▶ **Written exercise 1**:
Answer these questions from the Mummers Parade essay, one answer per line, marked (a), (b) and (c):
(a) With which string band is the narrator's friend a Mummer?
(b) How many sanctioned social clubs does the essay mention?
(c) Up which street do the marshals push the props?

——

The bus driver didn’t have a beer. At least that’s what I’d say if you asked me on the record.
It was just after 6 p.m. on New Year’s Day 2011, and I was squeezed between two other fellas dressed in black sharing a vinyl bench on a yellow school bus that was careening above Center City Philadelphia by way of I-676. The bus was full, half with other mostly 20-somethings in black and an older crowd in flamboyant and flowery costumes. Every inch of the bus that wasn’t stuffed with human was reserved for coolers of canned beer and, judging by the frequency of offerings, either a dozen or one-well-circled bottle of liquor.
I’m sure most of that made its way up to the bus driver, flashes of yellow street lights and a city skyline coloring his face in his wide bus rear view mirror, otherwise darkened by the cold, black winter night. I just can’t say what happened when it got there or what happened to all the bottles I had to turn away.
One was a blackberry rum.
I can’t remember the others because the singing was just too loud. I’d never sung along to so many songs I didn’t know. Their words, their meaning, their origins.
This was halftime of the 2011 Mummers Day Parade from the eyes of someone who was in it. Or, in my case, someone who was temporarily welcomed into the century-old Philadelphia tradition. A tradition so outrageous and beloved that only Philly could keep it so well unknown (despite small attempts to spread).
A friend is a Mummer with Hegeman, one of the more historic string bands, one of four Mummer distinctions from 44 sanctioned social clubs. The band needed a few more marshals — the sad saps who push up South Broad Street the props that Mummers perform on and around — and I was in the mood for an experience. The bus ride was reason enough to think I had made it passed — if only slightly — the first step in my Mummers education.
By then, it was almost 12 hours after I woke up that very first day of 2011, slowly.
I didn’t wake up so slowly because of that second whiskey I had the night before. …I think it was the third.
No one who knows me would describe me as much of a drinker. But most might not expect me to be perched on top of scaffolding with a canvas backdrop hung to its side as it blocks a South Philadelphia intersection, sitting in a disorderly line of 10,000, with three times as many people on the sidelines watching. And that much was true for the day.
So anything is possible with a new year.
That early morning, after trying to convince logic that I had a few more hours left to sleep, I quietly put on every warm piece of black clothing I set aside the night before. I left my house, walked to the El in the dark and slid through a chilly turnstile without waking up the SEPTA employee asleep inside the glass enclosure to my left.

——

▶ **Written exercise 2**: How many lines of the listing contain the string "arched"? Reply with the number only.

——

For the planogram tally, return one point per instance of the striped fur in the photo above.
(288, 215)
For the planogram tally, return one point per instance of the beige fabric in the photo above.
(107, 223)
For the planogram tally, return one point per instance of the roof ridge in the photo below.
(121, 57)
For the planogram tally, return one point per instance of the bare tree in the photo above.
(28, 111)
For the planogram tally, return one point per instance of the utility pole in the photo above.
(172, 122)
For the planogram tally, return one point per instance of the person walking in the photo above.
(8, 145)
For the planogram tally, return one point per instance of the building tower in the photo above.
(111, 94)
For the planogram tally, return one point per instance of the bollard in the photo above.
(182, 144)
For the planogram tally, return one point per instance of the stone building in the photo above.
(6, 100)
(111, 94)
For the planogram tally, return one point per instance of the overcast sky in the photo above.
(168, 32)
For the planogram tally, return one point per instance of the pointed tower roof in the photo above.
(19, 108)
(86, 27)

——

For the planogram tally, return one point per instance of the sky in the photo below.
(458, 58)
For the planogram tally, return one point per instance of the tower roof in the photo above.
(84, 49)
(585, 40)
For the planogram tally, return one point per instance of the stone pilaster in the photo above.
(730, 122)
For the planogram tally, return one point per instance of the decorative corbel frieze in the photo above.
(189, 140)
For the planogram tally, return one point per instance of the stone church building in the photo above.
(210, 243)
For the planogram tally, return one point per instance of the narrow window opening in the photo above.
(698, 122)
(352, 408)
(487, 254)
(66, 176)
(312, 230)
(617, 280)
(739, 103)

——

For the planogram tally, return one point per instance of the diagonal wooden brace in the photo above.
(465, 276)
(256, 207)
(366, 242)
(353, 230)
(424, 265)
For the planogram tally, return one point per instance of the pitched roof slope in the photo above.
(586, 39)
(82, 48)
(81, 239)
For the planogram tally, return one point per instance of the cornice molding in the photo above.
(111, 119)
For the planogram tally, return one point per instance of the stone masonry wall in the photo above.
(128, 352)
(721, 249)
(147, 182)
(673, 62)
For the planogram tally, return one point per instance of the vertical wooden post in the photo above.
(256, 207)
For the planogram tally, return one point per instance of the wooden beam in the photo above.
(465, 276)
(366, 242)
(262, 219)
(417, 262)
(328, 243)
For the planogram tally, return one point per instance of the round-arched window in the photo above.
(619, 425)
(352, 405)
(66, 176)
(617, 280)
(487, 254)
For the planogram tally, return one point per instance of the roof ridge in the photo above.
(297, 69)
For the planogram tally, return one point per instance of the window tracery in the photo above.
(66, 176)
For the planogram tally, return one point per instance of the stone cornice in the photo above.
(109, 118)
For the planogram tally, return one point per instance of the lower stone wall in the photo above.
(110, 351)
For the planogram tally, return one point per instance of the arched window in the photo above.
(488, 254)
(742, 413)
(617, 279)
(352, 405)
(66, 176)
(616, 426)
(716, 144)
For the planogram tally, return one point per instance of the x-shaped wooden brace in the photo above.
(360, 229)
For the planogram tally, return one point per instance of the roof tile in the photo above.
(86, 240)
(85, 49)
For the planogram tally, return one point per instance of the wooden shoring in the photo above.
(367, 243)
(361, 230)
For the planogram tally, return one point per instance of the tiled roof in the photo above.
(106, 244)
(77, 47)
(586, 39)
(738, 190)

——

▶ **Full answer 1**:
(a) Hegeman
(b) 44
(c) South Broad Street

▶ **Full answer 2**: 2